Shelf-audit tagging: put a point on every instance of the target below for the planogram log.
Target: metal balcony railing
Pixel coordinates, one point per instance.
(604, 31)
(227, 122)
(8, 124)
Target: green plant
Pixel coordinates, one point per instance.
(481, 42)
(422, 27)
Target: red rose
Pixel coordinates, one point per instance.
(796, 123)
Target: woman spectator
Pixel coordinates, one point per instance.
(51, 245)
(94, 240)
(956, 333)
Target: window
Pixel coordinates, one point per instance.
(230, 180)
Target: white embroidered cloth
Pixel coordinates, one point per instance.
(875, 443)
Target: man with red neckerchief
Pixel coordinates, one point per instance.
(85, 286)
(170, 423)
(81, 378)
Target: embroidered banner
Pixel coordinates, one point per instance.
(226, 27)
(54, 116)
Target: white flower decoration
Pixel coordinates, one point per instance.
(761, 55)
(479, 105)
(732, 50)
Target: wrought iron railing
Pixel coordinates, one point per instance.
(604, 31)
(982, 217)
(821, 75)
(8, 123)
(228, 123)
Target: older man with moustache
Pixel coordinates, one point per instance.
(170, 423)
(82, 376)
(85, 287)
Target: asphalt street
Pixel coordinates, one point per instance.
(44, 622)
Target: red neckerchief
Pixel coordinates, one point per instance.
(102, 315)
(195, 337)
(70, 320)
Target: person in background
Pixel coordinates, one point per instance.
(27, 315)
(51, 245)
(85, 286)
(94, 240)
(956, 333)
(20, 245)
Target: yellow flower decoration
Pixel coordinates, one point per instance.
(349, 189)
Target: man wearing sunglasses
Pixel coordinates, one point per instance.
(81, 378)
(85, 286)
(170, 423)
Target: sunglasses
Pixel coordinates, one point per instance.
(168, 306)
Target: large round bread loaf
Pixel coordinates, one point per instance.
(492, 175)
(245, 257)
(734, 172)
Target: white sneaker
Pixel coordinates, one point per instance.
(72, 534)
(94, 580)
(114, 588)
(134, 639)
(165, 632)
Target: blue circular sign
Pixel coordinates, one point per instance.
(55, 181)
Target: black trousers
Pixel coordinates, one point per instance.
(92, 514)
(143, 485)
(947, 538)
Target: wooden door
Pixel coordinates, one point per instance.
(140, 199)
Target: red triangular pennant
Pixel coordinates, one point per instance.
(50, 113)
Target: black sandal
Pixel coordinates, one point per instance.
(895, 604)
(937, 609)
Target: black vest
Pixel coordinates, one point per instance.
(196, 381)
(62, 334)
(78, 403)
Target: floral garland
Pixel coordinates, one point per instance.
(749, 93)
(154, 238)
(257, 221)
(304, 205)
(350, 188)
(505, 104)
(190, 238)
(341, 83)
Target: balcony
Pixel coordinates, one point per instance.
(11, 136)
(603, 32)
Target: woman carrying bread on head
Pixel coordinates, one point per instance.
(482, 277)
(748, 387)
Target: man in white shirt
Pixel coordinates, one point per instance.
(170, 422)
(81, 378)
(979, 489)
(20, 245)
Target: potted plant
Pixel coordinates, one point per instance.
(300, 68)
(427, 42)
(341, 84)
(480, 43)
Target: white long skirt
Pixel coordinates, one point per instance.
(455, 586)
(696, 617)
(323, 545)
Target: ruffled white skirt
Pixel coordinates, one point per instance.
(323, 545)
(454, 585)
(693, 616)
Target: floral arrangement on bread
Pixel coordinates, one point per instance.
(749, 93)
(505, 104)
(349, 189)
++++++++++
Rewrite the records above from the line with "Target: large round bread loaf" up to and including the last line, keeping the requests as they are. Multiply every pixel coordinate in the answers by 1.8 and round each one to a whole number, with halves rounded up.

Target: large round bread loaf
Pixel coordinates, one point per instance.
(886, 315)
(441, 463)
(1321, 310)
Target: white sneaker
Pixel coordinates, one point per instance.
(130, 961)
(169, 1044)
(205, 1058)
(241, 1150)
(297, 1138)
Target: blue circular sign
Pixel coordinates, one point per instance.
(99, 326)
Target: black trousers
Pixel coordinates, one point per instance.
(166, 925)
(257, 873)
(1705, 968)
Target: wooden door
Pixel coordinates, one point per instance.
(252, 358)
Target: red triangular pennant
Pixel coordinates, one point per instance.
(90, 203)
Target: black sandal
Pixel coordinates, one point per instance.
(1611, 1087)
(1687, 1096)
Target: black vest
Pixel coordinates, one point per instance.
(353, 686)
(112, 601)
(140, 725)
Target: floral garland
Pixel coordinates, one point per instance.
(1348, 167)
(277, 428)
(463, 398)
(547, 369)
(630, 338)
(909, 187)
(342, 428)
(614, 149)
Target: balcony
Pixel coordinates, one point per instance.
(20, 245)
(1085, 58)
Target: woman carrying bread on head
Pixel coordinates, one point per instance.
(868, 499)
(1346, 697)
Target: man in white shirt
Pixel coordinates, one point per instance.
(306, 760)
(146, 680)
(1762, 880)
(36, 441)
Target: potted plant
Pixel coordinates, one point per instance.
(540, 122)
(769, 76)
(614, 151)
(864, 77)
Target: white long skirt
Pixel coordinates, one point per instance.
(819, 1055)
(1253, 1111)
(581, 981)
Target: ruffled white skirt
Pixel coordinates, one point per instance.
(581, 981)
(817, 1053)
(1247, 1109)
Target: floral arrangement on bread
Pixel coordinates, one point per instance.
(1348, 167)
(909, 187)
(628, 340)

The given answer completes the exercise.